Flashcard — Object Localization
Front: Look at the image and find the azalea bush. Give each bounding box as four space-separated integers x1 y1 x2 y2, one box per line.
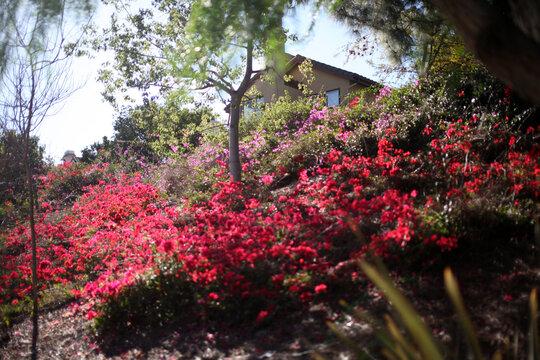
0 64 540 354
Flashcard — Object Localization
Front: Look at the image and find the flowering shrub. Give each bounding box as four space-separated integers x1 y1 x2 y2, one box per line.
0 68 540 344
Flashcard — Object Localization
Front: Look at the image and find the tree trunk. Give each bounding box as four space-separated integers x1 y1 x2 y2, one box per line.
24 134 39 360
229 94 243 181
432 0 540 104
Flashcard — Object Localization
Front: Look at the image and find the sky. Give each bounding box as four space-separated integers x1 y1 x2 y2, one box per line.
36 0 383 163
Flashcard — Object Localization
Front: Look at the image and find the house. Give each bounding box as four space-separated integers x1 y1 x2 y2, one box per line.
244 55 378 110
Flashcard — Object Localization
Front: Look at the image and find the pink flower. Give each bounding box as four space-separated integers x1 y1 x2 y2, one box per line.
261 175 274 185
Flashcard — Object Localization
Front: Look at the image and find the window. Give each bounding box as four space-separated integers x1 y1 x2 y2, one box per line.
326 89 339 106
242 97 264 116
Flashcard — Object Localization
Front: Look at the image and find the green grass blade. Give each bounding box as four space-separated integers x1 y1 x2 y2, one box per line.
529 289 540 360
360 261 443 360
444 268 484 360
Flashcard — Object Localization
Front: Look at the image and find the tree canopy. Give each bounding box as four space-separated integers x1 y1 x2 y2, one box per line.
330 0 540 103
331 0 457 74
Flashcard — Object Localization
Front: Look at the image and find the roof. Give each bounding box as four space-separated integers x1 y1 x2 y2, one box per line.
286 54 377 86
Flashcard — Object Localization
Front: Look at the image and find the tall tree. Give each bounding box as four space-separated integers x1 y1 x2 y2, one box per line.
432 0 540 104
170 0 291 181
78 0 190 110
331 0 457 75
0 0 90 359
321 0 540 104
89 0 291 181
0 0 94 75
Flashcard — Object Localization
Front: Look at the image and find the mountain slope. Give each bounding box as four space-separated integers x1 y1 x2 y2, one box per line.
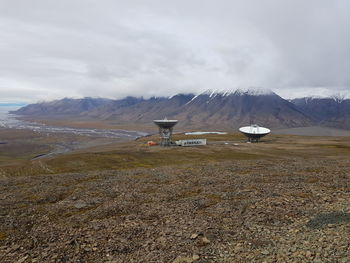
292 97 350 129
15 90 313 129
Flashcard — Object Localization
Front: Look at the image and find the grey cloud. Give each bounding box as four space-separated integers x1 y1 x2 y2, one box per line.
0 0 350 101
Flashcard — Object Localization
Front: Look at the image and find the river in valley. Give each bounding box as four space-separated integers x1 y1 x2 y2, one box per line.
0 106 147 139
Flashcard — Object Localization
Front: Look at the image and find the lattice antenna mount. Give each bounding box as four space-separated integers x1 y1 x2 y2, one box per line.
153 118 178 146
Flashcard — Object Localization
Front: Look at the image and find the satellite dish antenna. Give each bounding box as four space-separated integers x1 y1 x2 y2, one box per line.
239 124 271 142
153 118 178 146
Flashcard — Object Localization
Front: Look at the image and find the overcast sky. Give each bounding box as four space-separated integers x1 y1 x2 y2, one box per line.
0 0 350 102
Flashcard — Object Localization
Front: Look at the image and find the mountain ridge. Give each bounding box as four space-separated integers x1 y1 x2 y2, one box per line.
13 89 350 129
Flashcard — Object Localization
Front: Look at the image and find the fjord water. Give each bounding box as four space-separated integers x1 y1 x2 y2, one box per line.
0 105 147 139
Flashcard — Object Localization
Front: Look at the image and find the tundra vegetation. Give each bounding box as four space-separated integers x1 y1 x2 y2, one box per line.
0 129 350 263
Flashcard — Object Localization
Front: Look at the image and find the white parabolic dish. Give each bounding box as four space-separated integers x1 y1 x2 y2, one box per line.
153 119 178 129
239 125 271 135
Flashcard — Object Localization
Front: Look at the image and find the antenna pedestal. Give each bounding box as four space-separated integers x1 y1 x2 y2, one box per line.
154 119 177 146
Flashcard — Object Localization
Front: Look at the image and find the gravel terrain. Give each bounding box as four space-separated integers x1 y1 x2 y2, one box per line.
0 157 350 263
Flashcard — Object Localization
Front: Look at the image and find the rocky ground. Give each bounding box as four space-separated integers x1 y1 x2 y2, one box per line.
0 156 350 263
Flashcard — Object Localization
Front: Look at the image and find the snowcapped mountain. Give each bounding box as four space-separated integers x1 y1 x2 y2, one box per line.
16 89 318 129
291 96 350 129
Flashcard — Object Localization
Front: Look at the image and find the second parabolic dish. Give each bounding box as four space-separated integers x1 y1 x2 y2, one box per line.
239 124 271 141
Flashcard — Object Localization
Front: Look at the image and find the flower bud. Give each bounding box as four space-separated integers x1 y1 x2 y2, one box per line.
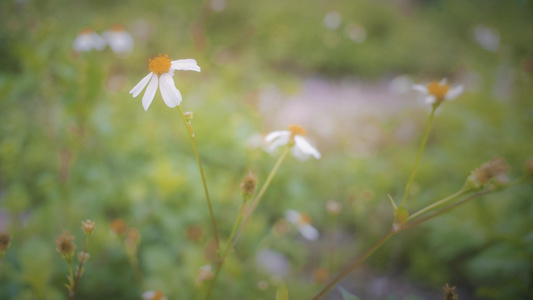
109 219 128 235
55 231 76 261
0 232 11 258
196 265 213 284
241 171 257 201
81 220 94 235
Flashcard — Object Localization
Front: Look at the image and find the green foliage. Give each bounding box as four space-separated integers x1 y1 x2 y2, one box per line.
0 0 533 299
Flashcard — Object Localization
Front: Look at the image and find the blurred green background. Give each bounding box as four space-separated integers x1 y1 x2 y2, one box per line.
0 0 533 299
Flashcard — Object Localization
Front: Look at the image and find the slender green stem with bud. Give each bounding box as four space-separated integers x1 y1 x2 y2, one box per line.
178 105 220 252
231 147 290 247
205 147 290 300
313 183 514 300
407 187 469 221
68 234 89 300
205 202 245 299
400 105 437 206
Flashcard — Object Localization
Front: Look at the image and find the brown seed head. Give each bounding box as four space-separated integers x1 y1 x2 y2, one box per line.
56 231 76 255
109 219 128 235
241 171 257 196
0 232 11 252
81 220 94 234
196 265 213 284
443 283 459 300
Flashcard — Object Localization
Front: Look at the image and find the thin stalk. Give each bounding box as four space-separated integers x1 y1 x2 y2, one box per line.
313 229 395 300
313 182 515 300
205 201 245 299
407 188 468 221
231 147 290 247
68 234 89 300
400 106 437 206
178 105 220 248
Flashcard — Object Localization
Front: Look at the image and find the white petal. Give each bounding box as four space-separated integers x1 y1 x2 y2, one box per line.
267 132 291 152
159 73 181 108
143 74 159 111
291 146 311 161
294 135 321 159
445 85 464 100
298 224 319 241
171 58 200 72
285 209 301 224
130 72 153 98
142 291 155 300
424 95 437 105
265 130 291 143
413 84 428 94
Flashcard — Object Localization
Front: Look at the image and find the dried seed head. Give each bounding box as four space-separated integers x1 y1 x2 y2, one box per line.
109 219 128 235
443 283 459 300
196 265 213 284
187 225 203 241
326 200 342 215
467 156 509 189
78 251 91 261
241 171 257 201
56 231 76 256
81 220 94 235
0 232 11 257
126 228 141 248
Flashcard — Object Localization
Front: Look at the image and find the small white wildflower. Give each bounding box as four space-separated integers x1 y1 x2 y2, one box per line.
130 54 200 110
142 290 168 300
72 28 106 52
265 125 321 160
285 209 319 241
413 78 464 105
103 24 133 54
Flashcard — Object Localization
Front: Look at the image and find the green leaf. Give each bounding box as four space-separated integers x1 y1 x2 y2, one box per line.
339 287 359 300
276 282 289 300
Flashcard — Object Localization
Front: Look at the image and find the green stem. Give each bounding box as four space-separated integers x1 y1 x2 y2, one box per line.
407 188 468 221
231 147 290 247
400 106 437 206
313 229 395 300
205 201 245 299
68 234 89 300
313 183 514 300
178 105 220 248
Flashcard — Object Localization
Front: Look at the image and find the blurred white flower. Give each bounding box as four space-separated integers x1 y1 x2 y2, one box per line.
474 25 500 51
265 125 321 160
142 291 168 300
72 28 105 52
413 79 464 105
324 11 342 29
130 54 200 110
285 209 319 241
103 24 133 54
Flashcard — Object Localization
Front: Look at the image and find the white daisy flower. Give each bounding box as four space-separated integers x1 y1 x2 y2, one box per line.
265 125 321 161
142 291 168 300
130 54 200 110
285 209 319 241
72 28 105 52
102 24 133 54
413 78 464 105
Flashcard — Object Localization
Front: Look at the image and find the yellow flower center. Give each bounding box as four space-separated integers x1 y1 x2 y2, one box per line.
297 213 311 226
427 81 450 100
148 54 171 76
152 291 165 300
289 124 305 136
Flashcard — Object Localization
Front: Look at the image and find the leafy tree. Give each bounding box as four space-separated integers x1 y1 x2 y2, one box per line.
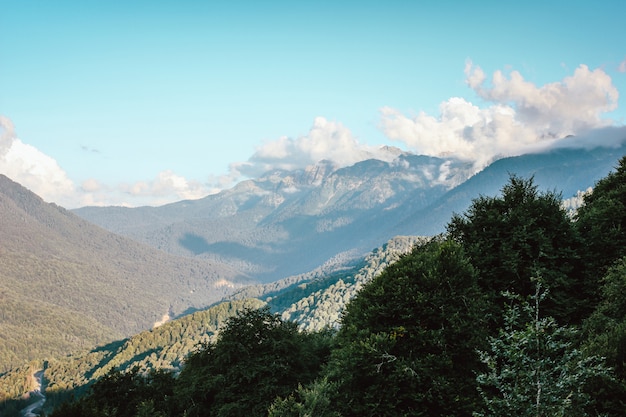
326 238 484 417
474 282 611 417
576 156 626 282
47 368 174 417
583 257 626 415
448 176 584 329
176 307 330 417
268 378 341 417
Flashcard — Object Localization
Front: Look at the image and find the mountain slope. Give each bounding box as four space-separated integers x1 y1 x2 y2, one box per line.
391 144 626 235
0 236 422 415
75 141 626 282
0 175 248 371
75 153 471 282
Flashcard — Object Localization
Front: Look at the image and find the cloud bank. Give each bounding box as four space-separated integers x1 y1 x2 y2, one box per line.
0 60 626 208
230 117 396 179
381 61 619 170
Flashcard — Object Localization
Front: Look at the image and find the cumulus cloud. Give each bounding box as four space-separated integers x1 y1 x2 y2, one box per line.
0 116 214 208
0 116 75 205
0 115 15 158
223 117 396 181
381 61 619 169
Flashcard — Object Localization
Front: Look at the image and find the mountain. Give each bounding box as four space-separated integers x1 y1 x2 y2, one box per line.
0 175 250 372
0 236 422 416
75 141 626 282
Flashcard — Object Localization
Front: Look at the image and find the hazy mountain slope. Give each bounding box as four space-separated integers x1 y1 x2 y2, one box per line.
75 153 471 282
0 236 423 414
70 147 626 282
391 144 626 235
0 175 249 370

REQUIRED TASK
Return every line of the data above that contains the word "parabolic", copying each one in full.

WRITTEN ANSWER
Front: Look at the image and find the white parabolic dish. Give each bounding box as four space-separated integers x1 y1 x2 y2, one box per line.
Front: Look at the image and find the second parabolic dish. Give each bounding box as four space-separated integers x1 y1 x2 y2, one box per line.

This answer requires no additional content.